### Yapılacak iş
Metne göre ana-kadın yanlı dönemde insanlar doğayı neden korur ve kirletmezdi? Bir iki cümleyle açıklayın.

Sorunuzun cevabına gelecek olursak, tüm bu saldırıların sebebinin korku olduğunu söyleyebilirim. Kadının tarihsel yaratıcılığı ve özgücünden duyulan korku! Sadece Türkiye gerçekliğine baktığımızda bile bunu anlayabiliriz. Sistematik ve orantısız bir biçimde uygulanan öldürme, sindirme ve her türlü şiddete karşı kadınlar her gün alanlarda, sokaklarda, dağlarda, zindanlarda bir adım bile geri atmadan mücadelenin sesini yükseltiyorlar. Doğrusu böylesi bir korkusuzluktan kopmamak abes olurdu! Saldırganların korkusu kadınların öz gücüne kavuşmasından kaynaklanan korkudur. Çünkü “mahremleştirerek istismar ettikleri” artık deşifre edildi. Kadınlar buna “özel olan politiktir!” ile cevap veriyor. Bütün kadın düşmanları korkuyor, bu da korku duyan her canlının verdiği reflekse sebep oluyor; saldırı!
 
Demokrasi, ekoloji ve kadın özgürlüğünün birbirleriyle nasıl bir bağlantısı var?
 
Başta da belirttiğimiz gibi yaşamın ilk belirleyicisi yani toplumun kurucuları kadınlardır. Araştırmalar, bu ana-kadın yanlı dönemde ayrımcılık yapılmadığının dolayısıyla sınıf, hiyerarşi ve iktidar gibi grupların oluşmadığını ortaya koymuştur. Kendi ihtiyaçlarını belirleyip kendi sorunlarını çözmede tam katılım sağladıkları için bu dönem oldukça demokratiktir diyebiliriz. Ayrıca günümüz insanı gibi kendisini doğanın efendisi ve merkezinde görmediklerinden doğa ile uyumlu ve iç içe yaşarlardı. Yani, kendilerini doğanın çemberinde bir halka olarak görürlerdi. Doğadan beslendikleri ve her şeylerini doğada elde ettikleri için doğayı korur, kirletmez ve sürdürülebilirliğini esas alırlardı. İlk toplumsallık yaratılan bu doğa hassasiyeti çeşitli dönemlerde de birer kural-kaide olarak kabul edilmiş, uygulanmış kimisi ise, günümüze dek gelmeyi başarmıştır. Örneğin; Zerdüşt inancı “toprağı incitmeyin” derken Medler, “dereleri kirletmeyin” uyarısında bulunur. Günümüzde de “ağaçların canı var kesmeyin” ilkesi Kürtlerde hala yaşatılıyor. Hatta Kürtler özellikle yaş ağaçların kesilmesini uğursuzluk sayarlar.  Animizmin güçlü dokusunda gördüğümüz bu inanca göre; yaş ağaç kesen biri yakın ailelerinden birini (ama genç birini) kaybeder! O yüzden ağaçlar kolay kolay kesilmez. Günümüzde yapılan ağaç katliamları, suya (doğal kaynaklara) zehir katılması, maden arama adı altında toprağın ruhunun öldürülmesi gibi can yakıcı sonuçlara baktığımızda bile o dönemin doğa hassasiyeti tamamen ekolojikti diyebiliriz. Tabii ki o dönemin öncüleri, yaşam kurucuları, kadınlar, tüm bunları özgür irade, güçlü gözlem gücü ve sağduyulu bir akılla yapıyordu. Gözlemliyor, deneyimliyor, yaratıyor ve paylaşıyordu. Muazzam bir kültür çağı yaşanmasını sağlayan kadın dil devrimine de eş zamanlı olarak öncülük etmiştir.

### Çıkarılan materyal
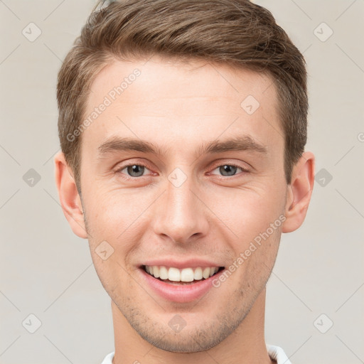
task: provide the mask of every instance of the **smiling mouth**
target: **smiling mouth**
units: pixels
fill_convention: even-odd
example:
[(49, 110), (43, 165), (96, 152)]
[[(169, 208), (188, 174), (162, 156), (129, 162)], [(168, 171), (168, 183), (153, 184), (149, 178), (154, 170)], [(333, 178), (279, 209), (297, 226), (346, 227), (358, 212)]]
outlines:
[(197, 267), (183, 268), (142, 265), (141, 268), (153, 278), (171, 284), (186, 285), (204, 281), (217, 274), (224, 267)]

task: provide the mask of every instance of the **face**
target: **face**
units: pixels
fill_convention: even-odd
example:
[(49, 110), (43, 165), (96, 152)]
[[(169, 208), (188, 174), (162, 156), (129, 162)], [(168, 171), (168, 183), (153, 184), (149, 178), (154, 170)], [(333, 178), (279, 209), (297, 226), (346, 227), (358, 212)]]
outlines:
[(80, 181), (97, 274), (150, 343), (207, 350), (244, 320), (278, 250), (287, 186), (272, 80), (154, 57), (109, 65), (91, 91)]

### Tam yanıt
Doğadan beslendikleri ve her şeylerini doğada elde ettikleri için doğayı korur, kirletmez ve sürdürülebilirliğini esas alırlardı.